> Task requirements: Write every line of the material out exactly as shown.

> Raw records:
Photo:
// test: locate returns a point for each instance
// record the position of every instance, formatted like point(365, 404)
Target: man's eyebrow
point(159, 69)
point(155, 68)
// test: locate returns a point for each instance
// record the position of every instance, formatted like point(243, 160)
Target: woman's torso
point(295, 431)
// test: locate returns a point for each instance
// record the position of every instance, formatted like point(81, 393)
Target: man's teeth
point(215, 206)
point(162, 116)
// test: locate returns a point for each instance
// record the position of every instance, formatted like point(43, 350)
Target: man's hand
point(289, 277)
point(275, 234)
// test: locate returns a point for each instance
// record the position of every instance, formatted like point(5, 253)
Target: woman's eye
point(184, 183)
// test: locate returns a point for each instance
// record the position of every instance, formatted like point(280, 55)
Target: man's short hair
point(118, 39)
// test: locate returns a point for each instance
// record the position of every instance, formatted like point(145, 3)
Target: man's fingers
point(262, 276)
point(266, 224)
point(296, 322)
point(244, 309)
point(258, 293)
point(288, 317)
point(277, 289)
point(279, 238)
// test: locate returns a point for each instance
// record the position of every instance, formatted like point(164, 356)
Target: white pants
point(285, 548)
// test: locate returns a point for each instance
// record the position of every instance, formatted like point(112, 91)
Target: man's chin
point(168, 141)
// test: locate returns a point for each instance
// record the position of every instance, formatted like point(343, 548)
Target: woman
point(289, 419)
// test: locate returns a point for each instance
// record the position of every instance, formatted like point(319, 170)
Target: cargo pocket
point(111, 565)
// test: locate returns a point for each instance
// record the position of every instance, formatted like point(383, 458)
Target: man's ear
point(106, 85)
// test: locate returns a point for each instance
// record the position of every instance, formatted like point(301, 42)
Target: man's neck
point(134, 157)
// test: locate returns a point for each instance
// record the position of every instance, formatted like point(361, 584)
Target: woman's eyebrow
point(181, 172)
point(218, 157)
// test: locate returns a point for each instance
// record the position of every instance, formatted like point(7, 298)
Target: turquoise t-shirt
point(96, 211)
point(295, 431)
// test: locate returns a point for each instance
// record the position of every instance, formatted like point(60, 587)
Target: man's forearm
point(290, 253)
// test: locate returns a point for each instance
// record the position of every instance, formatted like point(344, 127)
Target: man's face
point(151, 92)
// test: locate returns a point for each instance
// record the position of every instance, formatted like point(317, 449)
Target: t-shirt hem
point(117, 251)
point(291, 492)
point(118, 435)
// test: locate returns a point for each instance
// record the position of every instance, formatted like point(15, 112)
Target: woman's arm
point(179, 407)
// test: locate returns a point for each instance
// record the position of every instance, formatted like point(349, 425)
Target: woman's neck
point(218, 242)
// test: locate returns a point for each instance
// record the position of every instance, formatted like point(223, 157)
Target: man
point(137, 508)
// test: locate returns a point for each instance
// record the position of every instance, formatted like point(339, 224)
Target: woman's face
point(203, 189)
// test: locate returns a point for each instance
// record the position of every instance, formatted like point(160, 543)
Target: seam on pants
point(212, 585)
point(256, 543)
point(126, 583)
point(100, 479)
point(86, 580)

> Written answer:
Photo:
// test: locate returns a point for each instance
// record the position of every instance, formatted like point(365, 404)
Target: man's eyebrow
point(159, 69)
point(155, 68)
// test: locate returns a point for each instance
// record the position of every instance, formatted like point(243, 160)
Target: woman's torso
point(295, 431)
// test: locate returns a point for each instance
// record the position of every instance, formatted like point(81, 393)
Target: man's teeth
point(215, 206)
point(162, 116)
// test: locate returns a point for each instance
// record the position of every instance, formatted like point(43, 350)
Target: man's hand
point(289, 277)
point(275, 234)
// test: locate returns a point for each instance
// record the position of every instance, formatted like point(5, 253)
Target: woman's eye
point(184, 183)
// test: locate returns a point for each instance
// record the position of every instance, formatted like point(280, 55)
Target: man's short hair
point(118, 39)
// test: locate returns a point for each instance
// record the position of every instance, formatted like point(145, 3)
Target: man's fingers
point(262, 276)
point(266, 224)
point(296, 322)
point(244, 309)
point(258, 293)
point(288, 317)
point(277, 289)
point(279, 238)
// test: locate returns a point for each instance
// record the position of every instance, formatted like point(164, 356)
Target: white pants
point(285, 548)
// test: locate returns a point for each instance
// record the position of every instance, formatted like point(112, 91)
Target: man's chin
point(168, 141)
// test: locate returns a point for each instance
// record the position of every instance, formatted like point(343, 548)
Target: woman
point(289, 419)
// test: locate returns a point for each instance
// record the position of every instance, formatted like point(319, 170)
Target: cargo pocket
point(111, 565)
// test: locate returns a point for each instance
// record the position of every instance, formatted like point(383, 458)
Target: man's ear
point(106, 85)
// test: locate returns a point for each instance
// record the position of every instance, formatted like point(301, 42)
Target: man's neck
point(134, 157)
// test: locate returns a point for each instance
// record the position of every instance, formatted like point(361, 584)
Target: woman's eyebrow
point(181, 172)
point(218, 157)
// test: locate returns a point for each instance
// record the position of every instance, formatted like point(7, 298)
Target: turquoise t-shirt
point(96, 211)
point(295, 431)
// test: locate returns a point for each instance
// record the position of every instance, formatted like point(60, 587)
Target: man's forearm
point(290, 253)
// test: locate returns a point for each instance
// record the position of every instance, formatted like point(344, 127)
Target: man's face
point(151, 92)
// test: locate returns a point for each instance
// record the position of every instance, formatted like point(317, 449)
Target: t-shirt hem
point(117, 251)
point(291, 492)
point(118, 435)
// test: locate returns a point for each instance
// record the position of every instance, formatted like point(15, 112)
Target: woman's arm
point(179, 407)
// test: locate returns a point for each instance
// record the position of every instance, formatted like point(349, 425)
Target: woman's neck
point(218, 242)
// test: locate returns a point for each instance
// record the position of every instance, formatted like point(223, 157)
Target: man
point(137, 508)
// test: locate returns a point for each instance
// record the position of every instance, formatted like point(339, 224)
Target: woman's face
point(203, 189)
// test: locate returns a point for each instance
// record the position of every instance, formatted like point(160, 543)
Target: seam on pants
point(212, 585)
point(256, 543)
point(126, 583)
point(100, 479)
point(86, 580)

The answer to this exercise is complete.